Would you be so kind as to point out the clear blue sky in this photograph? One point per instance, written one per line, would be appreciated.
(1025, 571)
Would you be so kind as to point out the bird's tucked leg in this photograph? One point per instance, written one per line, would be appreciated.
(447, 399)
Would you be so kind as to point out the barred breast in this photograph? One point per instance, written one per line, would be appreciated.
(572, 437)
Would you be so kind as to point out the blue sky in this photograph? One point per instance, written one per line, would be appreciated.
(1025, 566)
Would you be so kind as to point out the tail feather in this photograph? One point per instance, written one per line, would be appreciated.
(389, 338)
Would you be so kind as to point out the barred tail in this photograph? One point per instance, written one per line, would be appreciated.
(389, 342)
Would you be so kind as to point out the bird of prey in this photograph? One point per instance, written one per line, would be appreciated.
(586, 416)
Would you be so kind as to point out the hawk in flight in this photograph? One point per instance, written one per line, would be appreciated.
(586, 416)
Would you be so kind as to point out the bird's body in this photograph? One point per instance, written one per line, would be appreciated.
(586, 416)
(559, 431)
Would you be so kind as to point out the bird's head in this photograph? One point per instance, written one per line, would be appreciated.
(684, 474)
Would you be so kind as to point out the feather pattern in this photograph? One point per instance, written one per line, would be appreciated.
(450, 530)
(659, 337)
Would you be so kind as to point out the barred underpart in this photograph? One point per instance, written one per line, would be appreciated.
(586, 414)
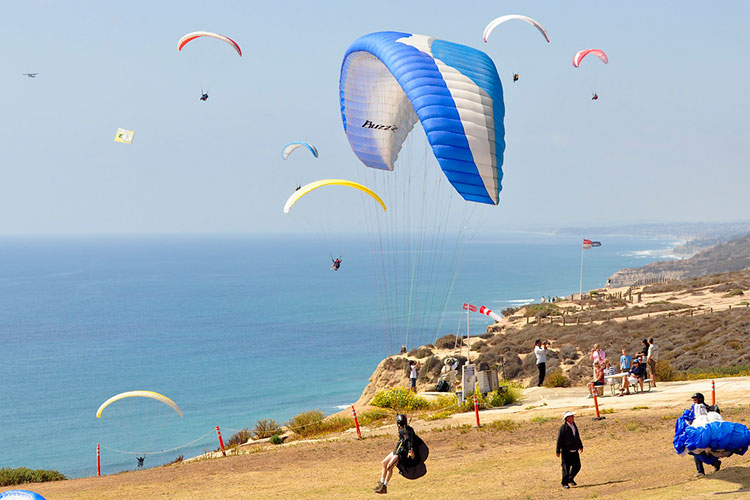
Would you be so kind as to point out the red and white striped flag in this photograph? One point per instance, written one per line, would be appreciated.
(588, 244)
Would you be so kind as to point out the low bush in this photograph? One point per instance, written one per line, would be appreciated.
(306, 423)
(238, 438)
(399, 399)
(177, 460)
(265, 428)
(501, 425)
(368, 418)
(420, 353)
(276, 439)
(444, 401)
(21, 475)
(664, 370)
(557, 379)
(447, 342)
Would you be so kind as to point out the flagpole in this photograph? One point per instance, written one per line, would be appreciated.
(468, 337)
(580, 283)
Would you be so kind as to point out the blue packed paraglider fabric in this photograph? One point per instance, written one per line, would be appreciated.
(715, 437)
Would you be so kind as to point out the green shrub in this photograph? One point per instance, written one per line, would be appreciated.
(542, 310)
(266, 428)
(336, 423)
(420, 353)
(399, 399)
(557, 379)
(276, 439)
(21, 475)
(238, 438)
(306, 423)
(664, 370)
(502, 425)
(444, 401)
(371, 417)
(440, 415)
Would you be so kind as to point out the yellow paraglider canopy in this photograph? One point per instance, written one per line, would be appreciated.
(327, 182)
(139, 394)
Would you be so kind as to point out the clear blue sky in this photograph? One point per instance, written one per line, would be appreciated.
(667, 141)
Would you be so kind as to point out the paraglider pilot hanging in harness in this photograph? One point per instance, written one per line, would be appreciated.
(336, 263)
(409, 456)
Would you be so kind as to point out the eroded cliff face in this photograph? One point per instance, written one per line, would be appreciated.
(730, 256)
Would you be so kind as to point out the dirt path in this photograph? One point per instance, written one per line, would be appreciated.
★ ★ ★ ★ ★ ★ ★
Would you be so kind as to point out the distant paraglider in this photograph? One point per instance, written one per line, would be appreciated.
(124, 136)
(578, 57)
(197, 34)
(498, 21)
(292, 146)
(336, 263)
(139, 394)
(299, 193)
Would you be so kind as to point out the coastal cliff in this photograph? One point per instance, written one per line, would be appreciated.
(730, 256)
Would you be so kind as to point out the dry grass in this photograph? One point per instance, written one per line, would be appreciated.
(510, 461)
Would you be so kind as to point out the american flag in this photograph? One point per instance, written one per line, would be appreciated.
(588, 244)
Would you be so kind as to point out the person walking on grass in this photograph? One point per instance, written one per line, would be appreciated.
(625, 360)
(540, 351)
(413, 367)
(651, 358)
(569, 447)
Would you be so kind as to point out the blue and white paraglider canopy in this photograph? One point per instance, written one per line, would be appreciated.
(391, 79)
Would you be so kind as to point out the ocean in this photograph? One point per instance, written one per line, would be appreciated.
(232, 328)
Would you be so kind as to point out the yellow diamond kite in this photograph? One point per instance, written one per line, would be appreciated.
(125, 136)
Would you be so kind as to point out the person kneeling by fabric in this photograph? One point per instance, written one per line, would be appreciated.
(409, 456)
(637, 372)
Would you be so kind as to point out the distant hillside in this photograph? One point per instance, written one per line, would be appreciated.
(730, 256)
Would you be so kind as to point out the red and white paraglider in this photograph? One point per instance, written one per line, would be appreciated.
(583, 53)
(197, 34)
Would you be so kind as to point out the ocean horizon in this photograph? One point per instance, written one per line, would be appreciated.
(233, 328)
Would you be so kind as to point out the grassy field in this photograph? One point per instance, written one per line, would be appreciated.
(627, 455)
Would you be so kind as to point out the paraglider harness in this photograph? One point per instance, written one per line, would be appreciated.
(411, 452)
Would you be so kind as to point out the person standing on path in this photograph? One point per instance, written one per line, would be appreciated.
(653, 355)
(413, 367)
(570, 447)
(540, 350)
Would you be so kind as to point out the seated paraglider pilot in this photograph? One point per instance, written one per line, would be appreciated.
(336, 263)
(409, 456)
★ ★ ★ ★ ★ ★ ★
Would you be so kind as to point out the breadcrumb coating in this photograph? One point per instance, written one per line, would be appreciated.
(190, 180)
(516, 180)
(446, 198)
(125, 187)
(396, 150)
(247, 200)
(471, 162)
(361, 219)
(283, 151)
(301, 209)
★ ★ ★ ★ ★ ★ ★
**Activity**
Starting at the line above that contains "Would you be so kind as to point out the eroded", repeat each line exactly up to and including the line that contains "Would you be so kind as to point out the dirt", and stop there.

**Response to the exercise**
Would you be so kind as to point out the eroded cliff face in this photograph? One point per instance, written one per line, would be appreciated.
(730, 256)
Would you be so kind as to point out the dirt path in this photograph? One point per instance, written one per line, would be appreciated.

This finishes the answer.